◆ SET EXERCISE: Could you reproduce the rows from the line containing "Could you kindly tag the galerie" through the line containing "column 30, row 343", switching every "wooden" to "timber" and leaving everything else as it stands?

◆ RECORDS FOR THIS EXERCISE:
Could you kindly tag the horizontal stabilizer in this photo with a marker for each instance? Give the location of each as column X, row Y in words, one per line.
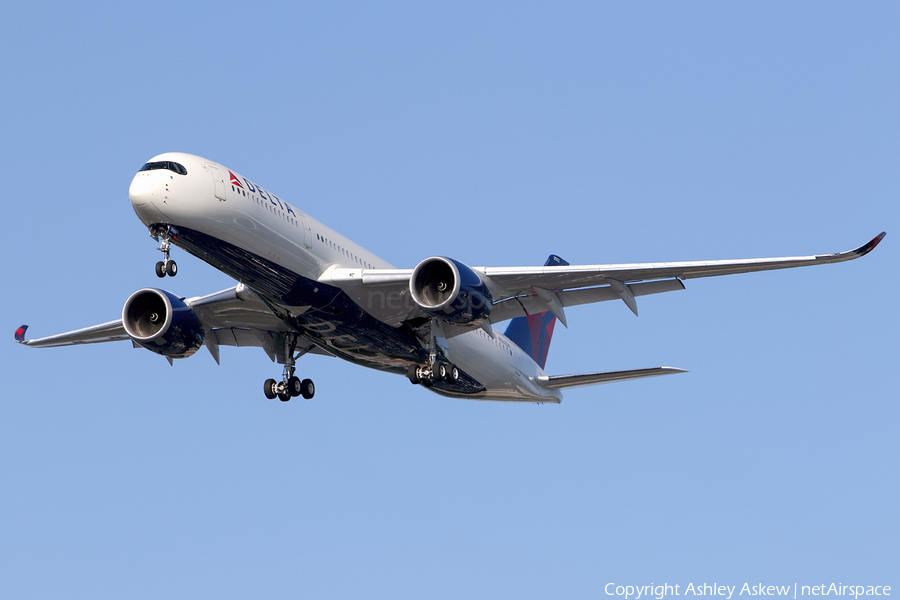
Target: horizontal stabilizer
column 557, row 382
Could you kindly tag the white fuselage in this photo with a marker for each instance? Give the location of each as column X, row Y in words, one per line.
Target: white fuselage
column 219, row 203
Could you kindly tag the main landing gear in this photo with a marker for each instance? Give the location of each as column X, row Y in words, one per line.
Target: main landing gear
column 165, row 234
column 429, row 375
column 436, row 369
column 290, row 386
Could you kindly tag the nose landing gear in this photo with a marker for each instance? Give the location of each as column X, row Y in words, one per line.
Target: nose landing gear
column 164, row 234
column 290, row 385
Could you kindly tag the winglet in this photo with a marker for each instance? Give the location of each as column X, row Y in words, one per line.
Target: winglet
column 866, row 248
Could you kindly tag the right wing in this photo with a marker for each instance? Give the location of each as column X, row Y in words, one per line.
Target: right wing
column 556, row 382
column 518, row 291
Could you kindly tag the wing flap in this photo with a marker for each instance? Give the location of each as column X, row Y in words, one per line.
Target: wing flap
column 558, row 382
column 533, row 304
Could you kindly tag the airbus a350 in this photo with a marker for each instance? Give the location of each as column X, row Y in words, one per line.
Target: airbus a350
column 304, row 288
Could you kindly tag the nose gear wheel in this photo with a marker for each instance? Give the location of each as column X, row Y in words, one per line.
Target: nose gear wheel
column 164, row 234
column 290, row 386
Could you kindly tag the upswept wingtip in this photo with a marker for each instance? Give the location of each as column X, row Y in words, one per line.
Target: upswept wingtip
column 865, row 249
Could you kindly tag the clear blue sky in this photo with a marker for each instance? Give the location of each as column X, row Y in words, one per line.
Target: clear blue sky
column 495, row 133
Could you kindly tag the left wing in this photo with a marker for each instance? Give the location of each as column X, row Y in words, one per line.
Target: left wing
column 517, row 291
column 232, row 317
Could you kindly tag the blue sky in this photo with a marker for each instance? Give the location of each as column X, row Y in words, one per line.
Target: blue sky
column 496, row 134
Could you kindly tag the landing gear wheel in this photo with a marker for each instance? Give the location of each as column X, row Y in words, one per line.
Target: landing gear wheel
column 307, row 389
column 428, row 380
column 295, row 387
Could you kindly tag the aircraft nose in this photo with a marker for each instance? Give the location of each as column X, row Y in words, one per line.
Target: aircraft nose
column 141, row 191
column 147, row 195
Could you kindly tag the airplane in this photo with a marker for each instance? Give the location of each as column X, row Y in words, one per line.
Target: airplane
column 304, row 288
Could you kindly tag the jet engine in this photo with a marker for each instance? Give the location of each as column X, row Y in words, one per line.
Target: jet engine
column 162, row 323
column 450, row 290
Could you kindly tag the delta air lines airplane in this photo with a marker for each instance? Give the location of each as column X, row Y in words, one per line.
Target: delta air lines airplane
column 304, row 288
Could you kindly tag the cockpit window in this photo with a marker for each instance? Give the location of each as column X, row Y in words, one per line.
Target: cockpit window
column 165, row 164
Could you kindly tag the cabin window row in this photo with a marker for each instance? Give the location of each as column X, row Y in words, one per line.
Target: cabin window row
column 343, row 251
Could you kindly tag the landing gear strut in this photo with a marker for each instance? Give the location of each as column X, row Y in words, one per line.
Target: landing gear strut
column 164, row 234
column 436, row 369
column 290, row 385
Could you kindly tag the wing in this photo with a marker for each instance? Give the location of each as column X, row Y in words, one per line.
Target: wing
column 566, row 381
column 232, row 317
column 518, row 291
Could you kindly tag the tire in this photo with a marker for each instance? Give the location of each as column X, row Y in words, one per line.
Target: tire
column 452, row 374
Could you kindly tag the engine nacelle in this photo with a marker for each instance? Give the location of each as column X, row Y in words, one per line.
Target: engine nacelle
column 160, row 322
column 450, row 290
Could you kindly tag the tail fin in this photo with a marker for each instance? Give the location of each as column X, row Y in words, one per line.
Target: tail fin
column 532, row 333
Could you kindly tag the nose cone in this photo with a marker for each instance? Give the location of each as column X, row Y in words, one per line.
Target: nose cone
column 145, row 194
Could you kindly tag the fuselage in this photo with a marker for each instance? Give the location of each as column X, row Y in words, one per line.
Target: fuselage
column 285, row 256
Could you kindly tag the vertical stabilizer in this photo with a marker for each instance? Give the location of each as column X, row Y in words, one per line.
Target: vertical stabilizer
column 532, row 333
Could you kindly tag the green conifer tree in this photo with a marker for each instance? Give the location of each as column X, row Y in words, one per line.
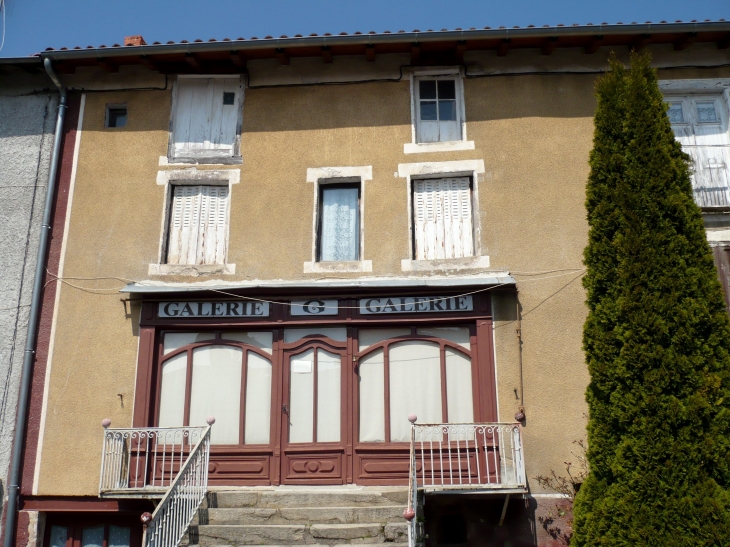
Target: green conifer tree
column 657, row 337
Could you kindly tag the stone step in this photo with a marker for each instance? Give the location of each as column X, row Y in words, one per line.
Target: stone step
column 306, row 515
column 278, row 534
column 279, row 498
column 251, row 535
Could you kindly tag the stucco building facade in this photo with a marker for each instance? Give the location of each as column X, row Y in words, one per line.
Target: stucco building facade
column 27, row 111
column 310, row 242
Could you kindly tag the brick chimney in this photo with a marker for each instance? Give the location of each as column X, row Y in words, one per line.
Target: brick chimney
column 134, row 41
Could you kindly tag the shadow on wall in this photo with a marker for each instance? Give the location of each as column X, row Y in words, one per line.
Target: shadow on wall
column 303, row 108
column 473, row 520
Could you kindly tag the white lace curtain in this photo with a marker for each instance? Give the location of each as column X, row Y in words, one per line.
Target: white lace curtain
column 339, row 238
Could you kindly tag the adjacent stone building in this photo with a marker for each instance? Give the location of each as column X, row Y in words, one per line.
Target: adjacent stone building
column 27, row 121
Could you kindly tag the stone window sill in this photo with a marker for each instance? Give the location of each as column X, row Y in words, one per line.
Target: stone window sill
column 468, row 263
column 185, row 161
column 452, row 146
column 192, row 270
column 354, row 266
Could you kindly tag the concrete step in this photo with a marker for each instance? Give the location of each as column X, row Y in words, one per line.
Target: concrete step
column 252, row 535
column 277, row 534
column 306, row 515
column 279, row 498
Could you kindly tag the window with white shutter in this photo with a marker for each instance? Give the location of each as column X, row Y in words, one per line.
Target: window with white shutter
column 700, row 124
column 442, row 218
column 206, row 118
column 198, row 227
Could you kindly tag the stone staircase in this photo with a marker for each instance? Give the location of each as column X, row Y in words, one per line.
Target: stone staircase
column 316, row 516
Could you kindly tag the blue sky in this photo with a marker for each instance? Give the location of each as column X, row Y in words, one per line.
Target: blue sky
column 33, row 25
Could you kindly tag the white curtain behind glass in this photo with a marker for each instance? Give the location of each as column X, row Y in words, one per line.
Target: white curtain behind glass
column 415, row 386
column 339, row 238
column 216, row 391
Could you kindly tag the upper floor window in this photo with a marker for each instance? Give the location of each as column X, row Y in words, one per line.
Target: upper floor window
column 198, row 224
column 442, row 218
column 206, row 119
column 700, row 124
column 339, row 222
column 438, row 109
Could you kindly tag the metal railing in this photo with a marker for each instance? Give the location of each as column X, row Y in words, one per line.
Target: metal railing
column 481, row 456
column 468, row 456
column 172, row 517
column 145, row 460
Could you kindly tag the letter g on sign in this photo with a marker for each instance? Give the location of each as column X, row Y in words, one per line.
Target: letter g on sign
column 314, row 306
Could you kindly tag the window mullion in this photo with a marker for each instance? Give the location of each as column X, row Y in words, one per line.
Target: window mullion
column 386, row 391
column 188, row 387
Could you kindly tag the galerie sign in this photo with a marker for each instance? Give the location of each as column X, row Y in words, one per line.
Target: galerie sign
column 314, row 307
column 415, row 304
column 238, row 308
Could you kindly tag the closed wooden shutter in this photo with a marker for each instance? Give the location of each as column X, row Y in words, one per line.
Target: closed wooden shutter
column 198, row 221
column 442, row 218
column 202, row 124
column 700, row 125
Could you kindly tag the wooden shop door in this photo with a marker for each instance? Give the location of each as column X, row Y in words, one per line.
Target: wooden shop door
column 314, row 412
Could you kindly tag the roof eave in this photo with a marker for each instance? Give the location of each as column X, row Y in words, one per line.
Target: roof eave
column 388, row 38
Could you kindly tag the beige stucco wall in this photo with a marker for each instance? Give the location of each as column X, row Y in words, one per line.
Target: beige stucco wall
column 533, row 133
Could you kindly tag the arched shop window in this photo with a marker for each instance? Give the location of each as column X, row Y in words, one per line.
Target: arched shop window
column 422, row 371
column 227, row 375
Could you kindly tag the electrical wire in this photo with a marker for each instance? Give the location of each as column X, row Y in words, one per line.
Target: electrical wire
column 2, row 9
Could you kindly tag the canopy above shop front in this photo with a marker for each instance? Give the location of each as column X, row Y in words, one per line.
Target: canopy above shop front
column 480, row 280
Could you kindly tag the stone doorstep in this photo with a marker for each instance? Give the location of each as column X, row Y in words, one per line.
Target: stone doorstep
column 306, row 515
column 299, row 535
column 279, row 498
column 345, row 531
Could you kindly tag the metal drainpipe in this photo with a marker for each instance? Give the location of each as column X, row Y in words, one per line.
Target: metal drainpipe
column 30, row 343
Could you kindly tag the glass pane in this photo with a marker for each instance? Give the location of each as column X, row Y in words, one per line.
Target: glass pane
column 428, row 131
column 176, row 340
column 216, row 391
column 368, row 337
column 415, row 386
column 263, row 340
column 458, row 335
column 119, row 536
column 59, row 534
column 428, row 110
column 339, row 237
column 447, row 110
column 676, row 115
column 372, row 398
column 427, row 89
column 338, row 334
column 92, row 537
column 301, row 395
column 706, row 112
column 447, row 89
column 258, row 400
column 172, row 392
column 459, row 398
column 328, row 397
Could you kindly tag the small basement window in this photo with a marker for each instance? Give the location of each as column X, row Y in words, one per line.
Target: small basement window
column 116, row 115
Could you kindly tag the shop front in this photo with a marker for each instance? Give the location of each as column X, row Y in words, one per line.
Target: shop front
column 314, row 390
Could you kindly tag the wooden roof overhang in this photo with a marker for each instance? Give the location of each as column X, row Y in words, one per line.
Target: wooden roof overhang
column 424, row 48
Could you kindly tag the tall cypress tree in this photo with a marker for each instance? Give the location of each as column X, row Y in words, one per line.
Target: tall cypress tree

◆ RESULT:
Could you kindly tag the galerie sign in this photo with a marker for each instance? Give the location of each as column X, row Y in words, one per line.
Target: galerie sign
column 314, row 307
column 415, row 304
column 238, row 308
Could you kindly tag the closed timber shutter in this photo with a marker for each instance? Give the location of each as column X, row Y in words, one per line.
Target: closed timber shutter
column 198, row 221
column 442, row 218
column 202, row 124
column 700, row 125
Could you kindly tag the timber shop door in this photo with a marker for each instance? Give the location of each as column X, row Y in words, one per line.
Target: timber shop door
column 314, row 412
Could you kindly tag the roof eave in this photo with a marker for each instance? Give the location of each as column X, row Y in words, one per line.
Target: roof eave
column 388, row 38
Could you kindly tag the beige stucco wall in this photo with a marker for each instance? Give the location of each as column X, row Y in words, one per line.
Target: beige stucco wall
column 533, row 133
Could you kindly tag the arched shop window in this photo with a marker for each instance? Give the location of each as column X, row Y in words, one per line.
Target: arched shop window
column 422, row 371
column 227, row 375
Could you kindly tag the electrical wire in this photo with a marker for each instance? Give the location of each as column X, row Y in words, one per line.
Target: electrical wire
column 2, row 9
Could you kindly tag the canopy above shop front in this photo with a marker for each instance? Give the location of each as column X, row Y in words, one per line.
Target: canopy above shop front
column 480, row 280
Could you kindly tag the stone doorstep in this photo with a marker for each instance? Give the location of each as column X, row Y in words, one per line.
Target: stone doorstep
column 306, row 515
column 299, row 535
column 279, row 498
column 345, row 531
Could you kindly tag the metal drainpipe in this photo with a marker for each instance? Give the location of each as column X, row Y in words, one per line.
Target: metal drainpipe
column 30, row 343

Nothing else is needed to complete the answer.